▸ **EXTRACTED TEXT**:
»»

I – IV – VI – IX – XX
After infinite delays, let’s talk some hobby. Specifically, let’s talk Heresy armies.
As my 40K campaign grows ever-larger, I find it’s sprawling into this behemoth that almost defies discussion. Battle reports are tough to write out, because we’ve not played any traditional battles. Instead, the fights are a matter of ad hoc narrative deciding the game. Like 5 Chaos players all using a Lord and one squad as an ambushing strike to ambush the same 1-Commander / 1-retinue counterparts on the Imperial side, representing an assassination attempt as the Blue Team’s commanders gathered on neutral ground. Another of the battles involved the Eldar, Imperials and Chaos forces beating the snot out of each other downtable, while the Adeptus Mechanicus happily shelled all three forces from the objective zone.
Smug bastards.
So it’s happening – that’s a good thing – but it’s difficult to sum up. I love the new edition. You might think I have to say that, but that’s an assumption which doesn’t take into account how often I’m in trouble with my publisher Black Library (and the powerful, nay, monolithic entity that is Games Workshop behind it). I wasn’t huge on 5th Edition; a lot of its rules reminded me why I’ve always been more of a Warhammer Fantasy player. But I digress. I love 6th Edition.
The next 40K weekend will take us to 1,500pts. Since the last meetup was an icebreaker to get everyone acquainted and learn the rules, that weekend (which will take place in my new games room: The Aaronorium), will be the real deal. I’ll be able to discuss it with a little more coherency closer to the time.
So I’ll backburner all that for a while, and talk some Heresy. I’ve set this up before, with hobby talk and avoiding author bias. No more excuses. Time to get into it.
Here’s my ragged attempt to build a Heresy army with some friends. Katie said no. Her 40K Marines are enough work. Thus, I went hunting beyond the borders of the family unit. If anyone has any mega-inspiring advice, pictures of their own armies, or any general chatter, feel free to chime in with whatever you feel like. Consider this an open book.

««

▸ **PROBLEMS TO WORK ON**:
• A. Rewrite the paragraph of the blog post beginning "As my 40K campaign grows ever-larger" as a short bulleted list that keeps its main facts.
• B. Does the blog post agree with each statement? Answer yes or no, and quote the words that decide it.
(i) The next 40K weekend will be played at 1,500pts.
(ii) The writer was a big fan of 5th Edition.
(iii) Katie agreed to help build a Heresy army.
Use only the blog post.

▸ **GIVEN ENTRIES**:
»»

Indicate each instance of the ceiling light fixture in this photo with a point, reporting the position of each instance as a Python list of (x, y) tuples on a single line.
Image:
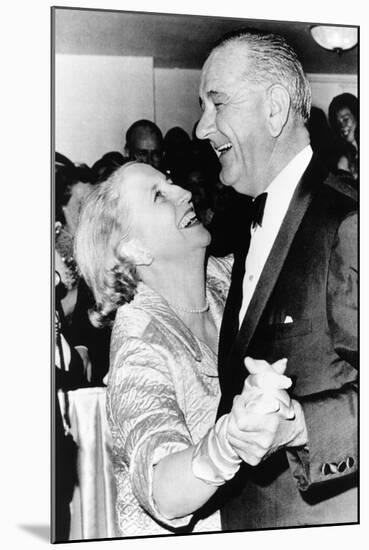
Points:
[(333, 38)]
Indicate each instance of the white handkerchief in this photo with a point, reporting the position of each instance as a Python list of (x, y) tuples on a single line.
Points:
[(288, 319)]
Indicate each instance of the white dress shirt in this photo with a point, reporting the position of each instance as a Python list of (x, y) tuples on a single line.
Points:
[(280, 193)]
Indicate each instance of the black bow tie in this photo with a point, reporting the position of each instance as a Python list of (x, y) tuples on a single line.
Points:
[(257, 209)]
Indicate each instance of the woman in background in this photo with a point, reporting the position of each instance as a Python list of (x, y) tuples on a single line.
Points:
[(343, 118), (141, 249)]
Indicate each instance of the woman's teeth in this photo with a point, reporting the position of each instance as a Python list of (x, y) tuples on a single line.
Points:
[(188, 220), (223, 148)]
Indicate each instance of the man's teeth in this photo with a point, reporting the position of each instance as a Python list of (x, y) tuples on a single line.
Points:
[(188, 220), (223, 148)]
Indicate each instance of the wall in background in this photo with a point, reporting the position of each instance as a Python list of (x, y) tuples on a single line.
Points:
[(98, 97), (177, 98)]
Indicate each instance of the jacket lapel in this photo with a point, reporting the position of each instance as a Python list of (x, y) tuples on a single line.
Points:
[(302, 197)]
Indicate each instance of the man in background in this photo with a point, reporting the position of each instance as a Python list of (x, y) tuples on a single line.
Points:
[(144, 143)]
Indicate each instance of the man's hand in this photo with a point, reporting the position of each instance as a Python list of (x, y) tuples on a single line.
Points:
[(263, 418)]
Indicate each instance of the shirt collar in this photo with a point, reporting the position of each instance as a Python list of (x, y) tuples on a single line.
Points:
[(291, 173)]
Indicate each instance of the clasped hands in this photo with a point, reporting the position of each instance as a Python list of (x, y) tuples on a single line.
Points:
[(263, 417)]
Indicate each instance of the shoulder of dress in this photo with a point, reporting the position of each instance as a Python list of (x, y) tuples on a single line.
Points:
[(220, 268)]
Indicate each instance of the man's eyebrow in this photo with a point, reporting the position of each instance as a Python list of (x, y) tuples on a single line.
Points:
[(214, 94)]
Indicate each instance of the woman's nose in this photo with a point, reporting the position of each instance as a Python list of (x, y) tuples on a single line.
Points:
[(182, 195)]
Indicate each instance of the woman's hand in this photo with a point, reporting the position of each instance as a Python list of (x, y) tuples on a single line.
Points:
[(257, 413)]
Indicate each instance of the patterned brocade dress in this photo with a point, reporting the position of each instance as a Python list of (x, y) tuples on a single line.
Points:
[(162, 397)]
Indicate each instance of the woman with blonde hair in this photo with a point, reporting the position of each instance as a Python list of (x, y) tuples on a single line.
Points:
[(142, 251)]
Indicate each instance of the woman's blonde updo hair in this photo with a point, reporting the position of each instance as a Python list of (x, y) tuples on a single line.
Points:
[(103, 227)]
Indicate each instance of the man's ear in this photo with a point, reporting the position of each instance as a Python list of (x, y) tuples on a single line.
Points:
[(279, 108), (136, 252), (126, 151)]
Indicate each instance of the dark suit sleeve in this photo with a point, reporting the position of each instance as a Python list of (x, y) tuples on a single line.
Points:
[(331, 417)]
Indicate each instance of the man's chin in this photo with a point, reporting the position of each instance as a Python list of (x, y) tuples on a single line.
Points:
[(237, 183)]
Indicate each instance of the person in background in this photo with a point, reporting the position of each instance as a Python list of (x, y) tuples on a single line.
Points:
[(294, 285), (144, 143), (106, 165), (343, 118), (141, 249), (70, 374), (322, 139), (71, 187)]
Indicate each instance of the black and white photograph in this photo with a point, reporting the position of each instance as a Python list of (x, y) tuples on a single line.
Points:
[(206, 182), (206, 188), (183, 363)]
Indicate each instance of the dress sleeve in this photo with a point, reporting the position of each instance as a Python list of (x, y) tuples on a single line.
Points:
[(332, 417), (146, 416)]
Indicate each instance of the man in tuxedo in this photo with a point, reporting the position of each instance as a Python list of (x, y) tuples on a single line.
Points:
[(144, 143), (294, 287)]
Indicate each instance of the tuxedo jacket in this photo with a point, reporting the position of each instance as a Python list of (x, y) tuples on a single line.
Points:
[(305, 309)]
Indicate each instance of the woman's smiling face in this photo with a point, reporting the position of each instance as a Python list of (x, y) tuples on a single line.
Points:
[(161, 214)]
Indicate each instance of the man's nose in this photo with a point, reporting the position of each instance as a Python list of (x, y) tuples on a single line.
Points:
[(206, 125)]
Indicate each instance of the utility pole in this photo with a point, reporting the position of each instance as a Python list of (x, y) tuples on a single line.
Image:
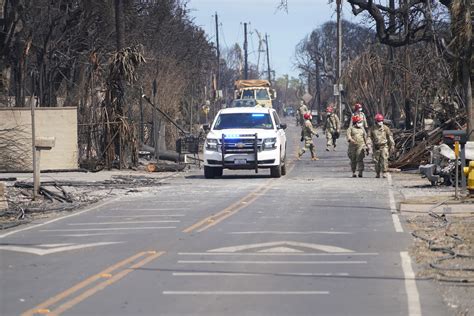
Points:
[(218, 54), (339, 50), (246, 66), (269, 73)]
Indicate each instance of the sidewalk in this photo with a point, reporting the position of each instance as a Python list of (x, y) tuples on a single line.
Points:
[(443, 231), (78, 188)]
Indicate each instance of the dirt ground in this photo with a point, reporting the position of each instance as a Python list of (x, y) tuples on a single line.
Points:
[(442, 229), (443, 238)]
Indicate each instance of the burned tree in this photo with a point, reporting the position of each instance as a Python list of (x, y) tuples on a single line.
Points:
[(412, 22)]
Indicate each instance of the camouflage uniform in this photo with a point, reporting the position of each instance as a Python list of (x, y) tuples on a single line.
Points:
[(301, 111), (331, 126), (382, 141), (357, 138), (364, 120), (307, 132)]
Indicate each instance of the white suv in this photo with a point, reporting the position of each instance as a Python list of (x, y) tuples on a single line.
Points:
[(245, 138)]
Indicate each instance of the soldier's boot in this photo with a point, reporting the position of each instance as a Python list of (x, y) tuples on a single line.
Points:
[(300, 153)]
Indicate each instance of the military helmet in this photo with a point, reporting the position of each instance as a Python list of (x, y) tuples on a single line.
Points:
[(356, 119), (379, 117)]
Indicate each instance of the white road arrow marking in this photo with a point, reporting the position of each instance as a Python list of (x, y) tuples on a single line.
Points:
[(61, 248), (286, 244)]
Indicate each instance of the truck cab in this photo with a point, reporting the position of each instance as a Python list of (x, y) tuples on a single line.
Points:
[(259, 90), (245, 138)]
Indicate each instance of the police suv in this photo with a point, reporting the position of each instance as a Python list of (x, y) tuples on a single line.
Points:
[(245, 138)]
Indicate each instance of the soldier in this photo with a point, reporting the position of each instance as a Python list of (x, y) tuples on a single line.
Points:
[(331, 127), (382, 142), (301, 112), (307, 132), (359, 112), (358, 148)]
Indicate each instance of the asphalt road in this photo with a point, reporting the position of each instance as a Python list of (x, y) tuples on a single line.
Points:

««

▸ **FINAL ANSWERS**:
• A.
- The 40K campaign has grown so large that it is hard to discuss.
- Battle reports are hard to write because no traditional battles have been played. Ad hoc narrative decides each game.
- In one game, 5 Chaos players each used a Lord and one squad to ambush the same 1-Commander / 1-retinue counterparts on the Imperial side. This represented an assassination attempt as the Blue Team's commanders gathered on neutral ground.
- In another, the Eldar, Imperial and Chaos forces fought each other downtable while the Adeptus Mechanicus shelled all three from the objective zone.

• B.
(i) Yes: "The next 40K weekend will take us to 1,500pts."
(ii) No: "I wasn’t huge on 5th Edition"
(iii) No: "Katie said no."